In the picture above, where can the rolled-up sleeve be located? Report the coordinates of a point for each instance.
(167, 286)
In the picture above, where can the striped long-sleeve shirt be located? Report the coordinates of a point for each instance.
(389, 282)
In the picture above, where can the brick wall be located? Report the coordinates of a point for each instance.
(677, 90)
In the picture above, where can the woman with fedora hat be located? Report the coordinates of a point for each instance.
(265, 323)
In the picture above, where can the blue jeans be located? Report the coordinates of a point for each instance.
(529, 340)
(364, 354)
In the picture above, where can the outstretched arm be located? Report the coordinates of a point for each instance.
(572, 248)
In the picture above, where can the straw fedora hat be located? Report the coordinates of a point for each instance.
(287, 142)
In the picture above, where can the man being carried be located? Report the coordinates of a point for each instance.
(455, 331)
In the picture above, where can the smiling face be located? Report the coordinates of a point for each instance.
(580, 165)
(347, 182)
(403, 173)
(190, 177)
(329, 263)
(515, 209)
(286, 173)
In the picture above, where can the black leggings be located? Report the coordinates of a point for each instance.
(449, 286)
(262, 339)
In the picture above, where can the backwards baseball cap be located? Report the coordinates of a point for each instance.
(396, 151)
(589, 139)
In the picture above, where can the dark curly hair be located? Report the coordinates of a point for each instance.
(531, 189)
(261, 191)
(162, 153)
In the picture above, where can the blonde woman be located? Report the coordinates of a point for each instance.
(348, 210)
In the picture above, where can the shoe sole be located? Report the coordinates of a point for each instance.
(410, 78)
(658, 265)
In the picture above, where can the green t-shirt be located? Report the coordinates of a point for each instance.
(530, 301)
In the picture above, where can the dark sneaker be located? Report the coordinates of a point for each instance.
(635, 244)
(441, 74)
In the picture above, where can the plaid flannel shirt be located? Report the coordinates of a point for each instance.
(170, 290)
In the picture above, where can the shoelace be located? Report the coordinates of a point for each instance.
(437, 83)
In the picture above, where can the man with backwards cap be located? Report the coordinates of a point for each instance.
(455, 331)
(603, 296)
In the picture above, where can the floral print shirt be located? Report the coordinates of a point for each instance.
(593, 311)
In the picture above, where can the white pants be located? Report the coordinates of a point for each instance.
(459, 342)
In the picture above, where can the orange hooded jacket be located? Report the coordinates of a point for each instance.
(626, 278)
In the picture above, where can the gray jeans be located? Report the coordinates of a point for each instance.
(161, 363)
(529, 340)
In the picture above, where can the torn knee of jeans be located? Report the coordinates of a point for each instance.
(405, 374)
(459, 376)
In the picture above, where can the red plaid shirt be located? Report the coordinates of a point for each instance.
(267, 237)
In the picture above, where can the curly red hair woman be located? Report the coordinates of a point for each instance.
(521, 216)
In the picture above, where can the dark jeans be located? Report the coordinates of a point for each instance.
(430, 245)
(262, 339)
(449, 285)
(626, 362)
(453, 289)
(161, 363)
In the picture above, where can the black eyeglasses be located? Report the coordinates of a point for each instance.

[Task statement]:
Each line in the material above must be retyped without alteration.

[Result of this task]:
In the picture above, where can the rolled-up sleeve be located? Report the coordinates of a point for each instance.
(167, 286)
In the picture above, where can the striped long-sleeve shirt be located? Report the coordinates of a point for each instance.
(389, 282)
In the picture above, where can the brick wall be located? Report the coordinates of a point for each instance.
(677, 90)
In the picture above, where can the woman with fedora hat be located? Report the coordinates of a point for each instance.
(265, 323)
In the picture above, where can the blue jeans be located? Report the coordinates of a point for each instance.
(529, 340)
(364, 354)
In the picture above, where can the outstretched arm be located? Report the coordinates of a point for each instance.
(572, 248)
In the picture above, where can the straw fedora hat be located? Report the coordinates of a point for each instance.
(287, 142)
In the picture above, where can the man being carried be located? Report the coordinates of a point for each instance.
(455, 331)
In the picture above, where can the smiling face be located? Report the coordinates of a point for each instance.
(580, 165)
(347, 182)
(403, 173)
(190, 177)
(329, 263)
(515, 209)
(286, 173)
In the picture above, where can the black leggings be located? Report the coordinates of a point for each instance.
(449, 286)
(262, 339)
In the picture above, where can the backwards baseball cap be located? Report the coordinates of a point for each instance.
(396, 151)
(589, 139)
In the picture above, where can the dark curly hair be located? Report the coordinates of a point for each instance.
(531, 189)
(261, 191)
(162, 153)
In the picture above, where can the blonde woman be located? Report the coordinates of a point for each instance.
(348, 210)
In the picture above, where can the shoe sole be located? Report the coordinates of a point for each instance.
(410, 78)
(658, 265)
In the picture above, where can the green t-shirt be located? Report the coordinates of a point for each instance.
(530, 301)
In the picture above, where can the dark sneaker be located? Report the coordinates of a point for each instance.
(635, 244)
(441, 74)
In the picture above, where can the plaid flannel shirt be located? Report the coordinates of a point for each instance.
(170, 290)
In the picture above, where can the shoelace be located? Report the coordinates of a point for each instance.
(437, 83)
In the picture above, where can the man with backwards cap be located? Report the coordinates of a point for each instance.
(455, 331)
(603, 296)
In the picture above, where can the floral print shirt be located? Report the coordinates of a point for each instance.
(593, 311)
In the picture above, where can the white pants be located? Report the coordinates of a point for each instance.
(459, 342)
In the picture above, where can the orange hooded jacket be located? Report the coordinates of a point for each instance.
(626, 278)
In the picture above, where can the gray jeans be located? Report the coordinates of a point for each instance.
(161, 363)
(529, 340)
In the picture above, where can the torn knee of jeans be located? Report the coordinates of a point for each instance.
(405, 374)
(459, 376)
In the picture above, where can the red plaid shirt be located? Report the coordinates of a point for each instance.
(267, 237)
In the picture above, where can the curly red hair woman be located? Report the coordinates of a point for each instance.
(521, 216)
In the picture above, where can the dark jeans be located? Report the coordinates of a point for each instance.
(430, 245)
(262, 339)
(449, 285)
(626, 362)
(453, 289)
(161, 363)
In the picture above, where can the black eyeglasses be located? Report the coordinates of a point for each instance.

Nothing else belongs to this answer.